[Action item]: Pictures aside, return all of the records exactly as they stand.

[Data records]:
····················
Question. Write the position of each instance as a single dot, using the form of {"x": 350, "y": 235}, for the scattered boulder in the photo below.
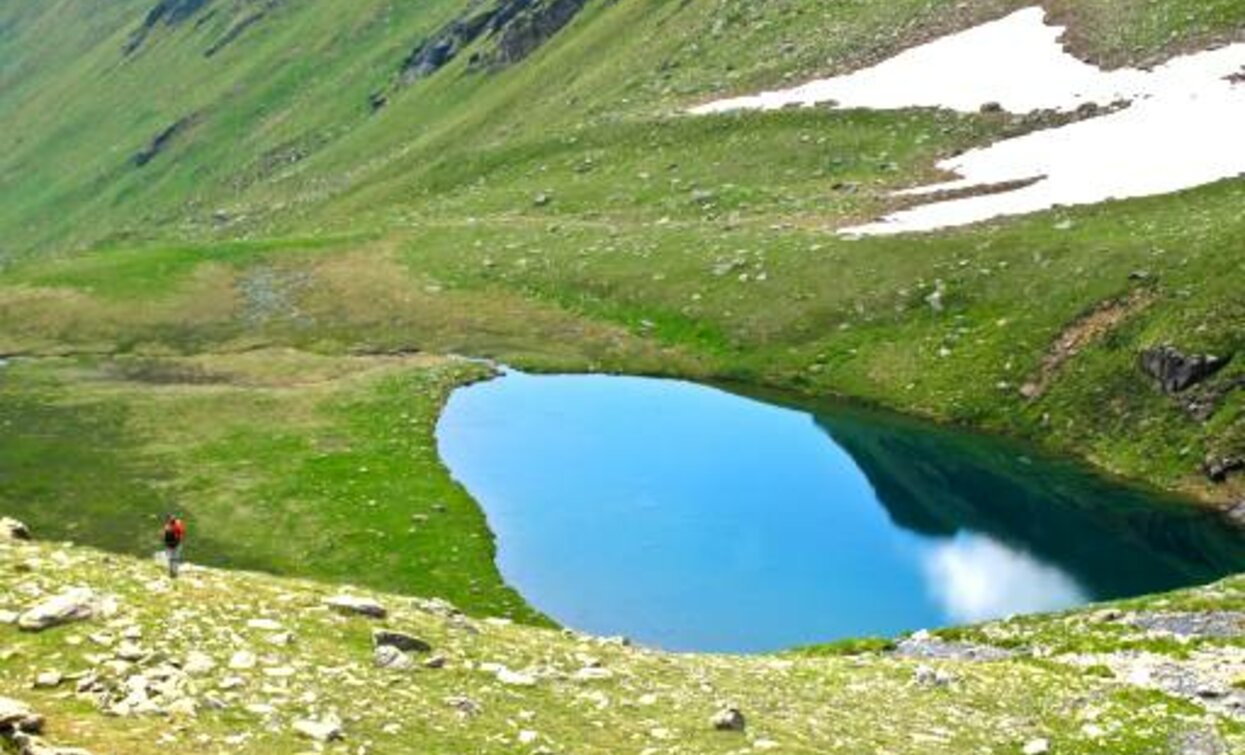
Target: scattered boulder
{"x": 1218, "y": 470}
{"x": 11, "y": 528}
{"x": 354, "y": 604}
{"x": 198, "y": 664}
{"x": 18, "y": 717}
{"x": 926, "y": 675}
{"x": 71, "y": 606}
{"x": 728, "y": 719}
{"x": 162, "y": 141}
{"x": 328, "y": 729}
{"x": 465, "y": 705}
{"x": 1235, "y": 513}
{"x": 389, "y": 657}
{"x": 436, "y": 662}
{"x": 49, "y": 680}
{"x": 1036, "y": 746}
{"x": 401, "y": 641}
{"x": 243, "y": 660}
{"x": 1177, "y": 371}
····················
[Your response]:
Question. Write the position of each instance as a single dot, using the form of {"x": 350, "y": 235}, for the scattered boulder in the photo below.
Target: scattered boulder
{"x": 1218, "y": 470}
{"x": 11, "y": 528}
{"x": 354, "y": 604}
{"x": 198, "y": 664}
{"x": 18, "y": 717}
{"x": 926, "y": 675}
{"x": 71, "y": 606}
{"x": 728, "y": 719}
{"x": 162, "y": 141}
{"x": 328, "y": 729}
{"x": 465, "y": 705}
{"x": 1235, "y": 513}
{"x": 389, "y": 657}
{"x": 436, "y": 662}
{"x": 49, "y": 680}
{"x": 1036, "y": 746}
{"x": 401, "y": 641}
{"x": 243, "y": 660}
{"x": 1177, "y": 371}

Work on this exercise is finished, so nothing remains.